- _REQUIREMENT_
Among the records below, find the line that has "woman's necklace and outline each with a box."; from there, give the lines again exactly, and stop after the line that has "From the provided photo, locate every instance of woman's short".

- _GIVEN DATA_
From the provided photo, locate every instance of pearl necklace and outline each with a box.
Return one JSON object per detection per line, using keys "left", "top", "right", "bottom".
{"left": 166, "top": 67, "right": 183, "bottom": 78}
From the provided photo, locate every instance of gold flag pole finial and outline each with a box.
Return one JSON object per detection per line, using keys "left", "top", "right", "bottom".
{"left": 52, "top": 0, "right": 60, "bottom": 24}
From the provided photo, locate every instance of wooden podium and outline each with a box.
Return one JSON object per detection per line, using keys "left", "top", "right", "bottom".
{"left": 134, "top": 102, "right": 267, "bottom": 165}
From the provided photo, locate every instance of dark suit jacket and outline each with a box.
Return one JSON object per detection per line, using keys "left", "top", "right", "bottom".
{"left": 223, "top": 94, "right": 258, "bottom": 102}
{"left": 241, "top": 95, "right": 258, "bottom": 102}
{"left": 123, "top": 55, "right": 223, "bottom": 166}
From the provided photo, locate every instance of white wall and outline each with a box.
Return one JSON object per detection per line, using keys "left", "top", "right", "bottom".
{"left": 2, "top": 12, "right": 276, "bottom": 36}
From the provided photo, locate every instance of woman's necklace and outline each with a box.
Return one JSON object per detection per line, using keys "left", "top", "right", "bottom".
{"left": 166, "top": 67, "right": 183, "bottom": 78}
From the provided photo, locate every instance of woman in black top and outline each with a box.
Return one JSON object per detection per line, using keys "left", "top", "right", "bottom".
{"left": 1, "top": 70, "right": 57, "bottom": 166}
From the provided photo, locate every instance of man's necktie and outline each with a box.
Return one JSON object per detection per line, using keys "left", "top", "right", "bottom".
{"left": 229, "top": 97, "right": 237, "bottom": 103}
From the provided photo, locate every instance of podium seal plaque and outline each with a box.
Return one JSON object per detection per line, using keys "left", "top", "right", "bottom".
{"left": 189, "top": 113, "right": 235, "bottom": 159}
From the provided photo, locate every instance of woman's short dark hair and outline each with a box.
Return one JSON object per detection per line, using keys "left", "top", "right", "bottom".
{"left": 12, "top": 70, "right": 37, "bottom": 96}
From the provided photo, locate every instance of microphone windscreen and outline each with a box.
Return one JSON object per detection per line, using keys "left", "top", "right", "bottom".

- _SOLUTION FOR THIS PROBLEM_
From the provided photo, locate every instance of woman's necklace and outline each with a box.
Return one JSON object per detection per line, using keys "left", "top", "right", "bottom".
{"left": 166, "top": 67, "right": 183, "bottom": 78}
From the provided photo, locate every instance of woman in black top and outline each with a box.
Return one JSON object per detection per line, using keys "left", "top", "right", "bottom".
{"left": 1, "top": 70, "right": 57, "bottom": 166}
From the provided photo, locate every instance of man's necktie and outline each with a box.
Return one JSON object per detection per line, using keys "left", "top", "right", "bottom".
{"left": 229, "top": 97, "right": 237, "bottom": 103}
From the provided photo, locate every instance of podium seal plaque and outline each with a box.
Return one JSON object per detection per line, using keys "left", "top", "right", "bottom".
{"left": 189, "top": 113, "right": 235, "bottom": 159}
From the provided photo, locate every instance of woman's short dark hair and outline each with a box.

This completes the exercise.